2021 Volume 38 Issue 3 Pages 139-142
About a quarter–century ago, I encountered rat model of experimental autoimmune neuritis (EAN) for the first time in my life in Philadelphia where I stayed as a visiting scholar. Since then, I explored several experiments on EAN. As a president of the 38th annual meeting of the Japanese Society of Neurological Therapeutics, I would like to present what I had learned from rats with EAN and indicate the future perspective of developing new therapeutics for immune–mediated neuropathy (IMN).
Despite rapid progress of therapeutics for IMN, severe neurological sequelae or intractability still exist. To resolve these, EAN ; an animal model for IMN, is used. EAN is usually induced in Lewis rats to obtain uniform temporal profile of motor sign. About 10 days after immunization with peripheral nerve–related antigen, usually a synthetic peptide of bovine myelin P2 protein, monophasic motor paralysis develops, peaks about 5 days later and gradually recovers for next 10~15 days to reach mild sequelae. Activation of EAN is characterized by Th1 activity and at the peak of the disease Th1 to Th2 switching occurs, that finally results in spontaneous recovery. At peak stage of EAN, peripheral nerves are histologically characterized by severely infiltrated mononuclear phagocytes and lymphocyte and patchy foci of demyelination, that resolves considerably later.

[Records from a collection]
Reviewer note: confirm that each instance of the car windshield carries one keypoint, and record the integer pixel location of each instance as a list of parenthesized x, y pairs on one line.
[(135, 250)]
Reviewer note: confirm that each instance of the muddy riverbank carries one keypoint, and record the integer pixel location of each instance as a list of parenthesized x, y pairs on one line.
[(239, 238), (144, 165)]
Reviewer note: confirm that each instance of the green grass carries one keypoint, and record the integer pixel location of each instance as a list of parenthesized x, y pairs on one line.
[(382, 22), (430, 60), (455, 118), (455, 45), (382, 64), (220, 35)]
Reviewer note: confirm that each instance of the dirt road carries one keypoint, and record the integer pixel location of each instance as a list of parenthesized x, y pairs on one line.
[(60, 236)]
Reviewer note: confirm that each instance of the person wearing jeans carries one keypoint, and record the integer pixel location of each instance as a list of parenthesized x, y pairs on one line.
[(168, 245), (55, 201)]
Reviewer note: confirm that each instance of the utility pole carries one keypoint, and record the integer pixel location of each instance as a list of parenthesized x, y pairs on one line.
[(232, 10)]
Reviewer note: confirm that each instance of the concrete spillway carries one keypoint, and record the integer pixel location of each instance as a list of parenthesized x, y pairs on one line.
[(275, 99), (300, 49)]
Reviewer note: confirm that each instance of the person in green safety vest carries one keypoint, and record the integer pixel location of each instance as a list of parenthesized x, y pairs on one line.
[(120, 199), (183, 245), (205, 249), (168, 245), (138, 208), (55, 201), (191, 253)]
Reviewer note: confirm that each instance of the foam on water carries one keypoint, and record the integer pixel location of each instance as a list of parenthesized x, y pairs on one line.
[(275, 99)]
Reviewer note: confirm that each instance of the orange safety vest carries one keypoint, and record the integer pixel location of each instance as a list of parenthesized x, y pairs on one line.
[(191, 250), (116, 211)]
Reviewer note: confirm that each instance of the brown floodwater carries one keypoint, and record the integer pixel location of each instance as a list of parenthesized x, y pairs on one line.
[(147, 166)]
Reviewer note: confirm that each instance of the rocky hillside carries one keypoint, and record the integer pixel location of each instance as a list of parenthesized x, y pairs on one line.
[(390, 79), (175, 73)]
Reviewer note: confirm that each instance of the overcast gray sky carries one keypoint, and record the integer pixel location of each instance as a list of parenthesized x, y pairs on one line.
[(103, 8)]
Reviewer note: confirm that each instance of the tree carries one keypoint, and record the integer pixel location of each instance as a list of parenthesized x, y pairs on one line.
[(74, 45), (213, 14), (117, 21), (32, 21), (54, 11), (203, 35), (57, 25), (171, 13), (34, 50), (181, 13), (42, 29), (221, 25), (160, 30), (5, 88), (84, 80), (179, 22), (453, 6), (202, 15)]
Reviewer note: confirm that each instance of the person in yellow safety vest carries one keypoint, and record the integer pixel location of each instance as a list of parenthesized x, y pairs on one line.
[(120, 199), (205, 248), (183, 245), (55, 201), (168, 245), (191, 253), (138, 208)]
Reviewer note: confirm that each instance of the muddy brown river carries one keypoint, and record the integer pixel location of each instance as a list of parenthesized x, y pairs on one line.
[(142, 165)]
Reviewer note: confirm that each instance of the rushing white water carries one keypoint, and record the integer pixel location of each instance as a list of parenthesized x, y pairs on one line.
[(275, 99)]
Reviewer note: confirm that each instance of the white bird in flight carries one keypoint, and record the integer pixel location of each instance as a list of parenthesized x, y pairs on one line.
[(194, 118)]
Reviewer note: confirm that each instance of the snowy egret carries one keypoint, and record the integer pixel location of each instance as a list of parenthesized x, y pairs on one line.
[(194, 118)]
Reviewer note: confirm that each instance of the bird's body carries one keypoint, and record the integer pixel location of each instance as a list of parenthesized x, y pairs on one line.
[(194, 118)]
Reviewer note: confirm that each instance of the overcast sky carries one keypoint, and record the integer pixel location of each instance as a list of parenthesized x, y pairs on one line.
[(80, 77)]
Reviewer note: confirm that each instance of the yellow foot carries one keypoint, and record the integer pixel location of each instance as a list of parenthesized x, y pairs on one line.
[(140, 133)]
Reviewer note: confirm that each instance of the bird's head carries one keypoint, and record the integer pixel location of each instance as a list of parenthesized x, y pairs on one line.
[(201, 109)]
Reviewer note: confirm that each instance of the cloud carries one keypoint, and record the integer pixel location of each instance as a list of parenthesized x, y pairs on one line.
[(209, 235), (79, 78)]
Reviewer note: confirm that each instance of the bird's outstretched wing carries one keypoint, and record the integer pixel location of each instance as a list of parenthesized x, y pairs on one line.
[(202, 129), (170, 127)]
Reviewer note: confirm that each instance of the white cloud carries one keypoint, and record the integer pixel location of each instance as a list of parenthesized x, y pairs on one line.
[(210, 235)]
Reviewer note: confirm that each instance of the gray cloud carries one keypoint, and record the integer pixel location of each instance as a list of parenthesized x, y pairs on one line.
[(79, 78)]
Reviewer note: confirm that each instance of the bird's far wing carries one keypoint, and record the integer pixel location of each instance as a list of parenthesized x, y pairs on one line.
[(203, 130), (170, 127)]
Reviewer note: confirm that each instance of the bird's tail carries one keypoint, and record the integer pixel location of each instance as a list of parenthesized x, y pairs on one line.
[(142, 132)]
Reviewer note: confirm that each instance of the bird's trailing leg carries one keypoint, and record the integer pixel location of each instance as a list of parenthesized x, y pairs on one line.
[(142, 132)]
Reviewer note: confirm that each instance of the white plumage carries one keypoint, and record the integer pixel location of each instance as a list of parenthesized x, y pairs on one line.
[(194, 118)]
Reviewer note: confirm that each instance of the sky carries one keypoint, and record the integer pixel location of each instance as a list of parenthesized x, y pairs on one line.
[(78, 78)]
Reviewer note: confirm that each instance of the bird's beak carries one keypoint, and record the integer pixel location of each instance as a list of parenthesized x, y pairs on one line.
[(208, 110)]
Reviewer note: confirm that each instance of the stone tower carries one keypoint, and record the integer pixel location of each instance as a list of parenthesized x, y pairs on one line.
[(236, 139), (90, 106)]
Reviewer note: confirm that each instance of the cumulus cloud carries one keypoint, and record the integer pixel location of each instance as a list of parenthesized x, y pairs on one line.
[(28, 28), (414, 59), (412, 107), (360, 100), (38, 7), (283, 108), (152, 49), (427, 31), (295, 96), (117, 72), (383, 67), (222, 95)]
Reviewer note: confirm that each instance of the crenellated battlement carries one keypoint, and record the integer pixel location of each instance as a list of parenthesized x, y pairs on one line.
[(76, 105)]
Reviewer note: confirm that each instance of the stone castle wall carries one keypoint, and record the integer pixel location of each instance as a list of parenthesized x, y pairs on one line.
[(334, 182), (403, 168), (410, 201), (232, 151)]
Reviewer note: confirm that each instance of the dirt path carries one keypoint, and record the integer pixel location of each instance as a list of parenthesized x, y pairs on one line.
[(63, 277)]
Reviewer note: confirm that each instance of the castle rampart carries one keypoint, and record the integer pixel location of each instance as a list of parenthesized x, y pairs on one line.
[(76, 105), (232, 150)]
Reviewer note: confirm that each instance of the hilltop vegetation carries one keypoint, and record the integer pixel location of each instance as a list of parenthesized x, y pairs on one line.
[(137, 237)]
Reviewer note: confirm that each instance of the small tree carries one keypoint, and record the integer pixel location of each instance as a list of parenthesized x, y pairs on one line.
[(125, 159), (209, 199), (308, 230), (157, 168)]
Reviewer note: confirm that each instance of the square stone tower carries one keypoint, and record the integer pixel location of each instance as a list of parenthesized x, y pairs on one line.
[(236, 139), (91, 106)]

[Exercise brief] According to the text on experimental autoimmune neuritis, in which rats is the disease usually induced?

[Response box] Lewis rats.